The request> Lay out the records below as a two-column CSV with the header input,output. Give one row per record, with its text under input and its answer under output, each in a single quoted field with line breaks replaced by spaces.

Data supplied>
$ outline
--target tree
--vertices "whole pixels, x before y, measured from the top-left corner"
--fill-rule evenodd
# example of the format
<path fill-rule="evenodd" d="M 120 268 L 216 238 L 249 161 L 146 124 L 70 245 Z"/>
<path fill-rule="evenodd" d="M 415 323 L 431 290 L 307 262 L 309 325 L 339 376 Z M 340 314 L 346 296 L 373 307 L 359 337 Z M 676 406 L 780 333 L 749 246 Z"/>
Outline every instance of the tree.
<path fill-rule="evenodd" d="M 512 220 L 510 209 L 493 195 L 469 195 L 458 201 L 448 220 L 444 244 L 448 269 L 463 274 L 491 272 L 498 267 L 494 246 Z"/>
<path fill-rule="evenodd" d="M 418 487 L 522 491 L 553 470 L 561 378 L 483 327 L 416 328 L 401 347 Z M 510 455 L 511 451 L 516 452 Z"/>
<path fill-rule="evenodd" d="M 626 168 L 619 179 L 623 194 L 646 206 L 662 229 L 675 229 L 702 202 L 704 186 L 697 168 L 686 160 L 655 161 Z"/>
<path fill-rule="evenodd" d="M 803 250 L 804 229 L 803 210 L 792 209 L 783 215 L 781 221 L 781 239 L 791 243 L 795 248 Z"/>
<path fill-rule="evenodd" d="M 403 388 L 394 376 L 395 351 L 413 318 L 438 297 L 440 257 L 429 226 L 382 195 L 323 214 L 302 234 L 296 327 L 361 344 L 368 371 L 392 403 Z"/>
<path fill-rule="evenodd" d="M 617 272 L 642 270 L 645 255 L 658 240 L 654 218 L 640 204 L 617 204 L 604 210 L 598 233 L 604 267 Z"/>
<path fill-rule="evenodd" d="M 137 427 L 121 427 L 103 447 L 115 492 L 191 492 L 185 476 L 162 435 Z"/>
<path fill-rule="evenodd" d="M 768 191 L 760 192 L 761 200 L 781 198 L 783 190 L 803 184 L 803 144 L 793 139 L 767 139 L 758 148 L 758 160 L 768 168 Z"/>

The output>
input,output
"$ outline --target tree --vertices ""whole pixels, x before y, measured from the top-left corner"" --fill-rule evenodd # example of the format <path fill-rule=""evenodd"" d=""M 120 268 L 216 238 L 249 161 L 146 124 L 70 245 Z""/> <path fill-rule=""evenodd"" d=""M 415 323 L 431 290 L 307 262 L 309 325 L 339 376 Z M 340 314 L 346 296 L 373 307 L 359 337 Z M 676 406 L 780 333 L 749 246 Z""/> Outline every instance of the tree.","<path fill-rule=""evenodd"" d=""M 512 220 L 510 209 L 493 195 L 469 195 L 458 201 L 448 220 L 444 244 L 448 269 L 463 274 L 491 272 L 498 267 L 494 246 Z""/> <path fill-rule=""evenodd"" d=""M 418 487 L 522 491 L 553 470 L 561 378 L 483 327 L 416 328 L 401 347 Z M 510 455 L 511 451 L 516 452 Z""/> <path fill-rule=""evenodd"" d=""M 626 168 L 619 179 L 623 194 L 646 206 L 662 229 L 675 229 L 702 202 L 704 186 L 697 168 L 686 160 L 655 161 Z""/> <path fill-rule=""evenodd"" d=""M 803 250 L 804 229 L 803 210 L 792 209 L 783 215 L 781 221 L 781 239 L 791 243 L 795 248 Z""/> <path fill-rule=""evenodd"" d=""M 403 388 L 394 376 L 395 351 L 413 318 L 438 297 L 440 257 L 429 226 L 382 195 L 323 214 L 302 234 L 296 327 L 361 344 L 368 371 L 392 403 Z""/> <path fill-rule=""evenodd"" d=""M 617 272 L 642 270 L 645 255 L 658 240 L 654 218 L 640 204 L 617 204 L 604 210 L 598 233 L 604 267 Z""/> <path fill-rule=""evenodd"" d=""M 137 427 L 121 427 L 103 447 L 115 492 L 191 492 L 185 476 L 162 435 Z""/> <path fill-rule=""evenodd"" d=""M 768 191 L 760 192 L 761 200 L 781 198 L 783 190 L 803 184 L 803 144 L 793 139 L 767 139 L 758 148 L 758 160 L 768 168 Z""/>"